*List of tasks*:
**a.** Name each distinct username that heads a post in the forum thread on dosing iron and phosphorus.
**b.** Write the next part of the forum thread on dosing iron and phosphorus, picking up from its last line.

*Document text*:
# Dosing of Iron and Phosphorus on the same day



## Dr Wakin (Jul 4, 2018)

Hi everybody.. first post here wish to learn more from you guys! Is it safe to dose Iron and Phosphorus on the same day but 2-3 hours apart? Thank you!


----------



## hoppycalif (Apr 7, 2005)

Welcome to APC. Yes, you can dose phosphate and iron on the same day, as long as you don't dose them at the same time. You specifically can't mix a water solution of nutrients, with both iron and phosphates in the mix. At that concentration the phosphate will combine with the iron and precipitate out.


----------



## Dr Wakin (Jul 4, 2018)

Thank you Hoppycalif for the welcoming and swift reply.. Your affirmation meant so much! Yes, my researched shown never to mixed up this two however when it comes to dosing i always get conflicting answers. Thank you once again have a nice day! 👍😁


----------



## DutchMuch (Apr 12, 2017)

Welcome!
agree w/ hoppy


----------



## Dr Wakin (Jul 4, 2018)

DutchMuch said:


> Welcome!
> agree w/ hoppy


Hi Dutchmuch.... ✋


----------



## DutchMuch (Apr 12, 2017)

what r those numbers?


----------



## Dr Wakin (Jul 4, 2018)

*Material provided*:
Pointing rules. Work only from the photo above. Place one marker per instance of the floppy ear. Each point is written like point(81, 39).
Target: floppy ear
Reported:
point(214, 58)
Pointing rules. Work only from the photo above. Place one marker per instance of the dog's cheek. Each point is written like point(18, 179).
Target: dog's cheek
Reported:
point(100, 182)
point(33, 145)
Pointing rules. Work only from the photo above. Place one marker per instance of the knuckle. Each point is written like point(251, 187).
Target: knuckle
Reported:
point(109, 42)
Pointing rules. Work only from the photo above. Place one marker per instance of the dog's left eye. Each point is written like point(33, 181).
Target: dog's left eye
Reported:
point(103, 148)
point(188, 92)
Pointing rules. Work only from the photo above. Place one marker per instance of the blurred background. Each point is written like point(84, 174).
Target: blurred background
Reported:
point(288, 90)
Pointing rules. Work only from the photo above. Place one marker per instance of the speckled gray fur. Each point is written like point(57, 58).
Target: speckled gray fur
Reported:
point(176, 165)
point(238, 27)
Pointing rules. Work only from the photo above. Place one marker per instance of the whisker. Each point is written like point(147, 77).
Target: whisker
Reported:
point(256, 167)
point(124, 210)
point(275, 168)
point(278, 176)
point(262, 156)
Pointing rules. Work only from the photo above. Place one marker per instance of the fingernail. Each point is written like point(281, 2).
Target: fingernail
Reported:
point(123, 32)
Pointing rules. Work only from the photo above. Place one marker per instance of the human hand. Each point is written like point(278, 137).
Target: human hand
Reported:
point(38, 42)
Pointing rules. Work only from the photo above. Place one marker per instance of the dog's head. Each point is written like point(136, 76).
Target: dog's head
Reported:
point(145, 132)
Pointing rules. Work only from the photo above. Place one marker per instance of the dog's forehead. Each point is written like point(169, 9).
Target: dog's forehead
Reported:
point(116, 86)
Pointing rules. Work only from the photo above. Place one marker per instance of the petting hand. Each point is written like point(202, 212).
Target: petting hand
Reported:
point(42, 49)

*Task results*:
**a.** Dr Wakin, hoppycalif, DutchMuch

**b.**
DutchMuch said:


> what r those numbers?


That's a hand waving emoji...


----------



## Maryland Guppy (Mar 5, 2015)

How come I never see any emojis?
Just looks like a spastic keyboard malfunction.


----------



## hoppycalif (Apr 7, 2005)

Maryland Guppy said:


> How come I never see any emojis?
> Just looks like a spastic keyboard malfunction.


I was ready to challenge him to a duel! Apparently this site can't cope with cell phone emojis.


----------



## DutchMuch (Apr 12, 2017)

its to old and dusty hoppy


----------



## Dr Wakin (Jul 4, 2018)

Maryland Guppy said:


> How come I never see any emojis?
> Just looks like a spastic keyboard malfunction.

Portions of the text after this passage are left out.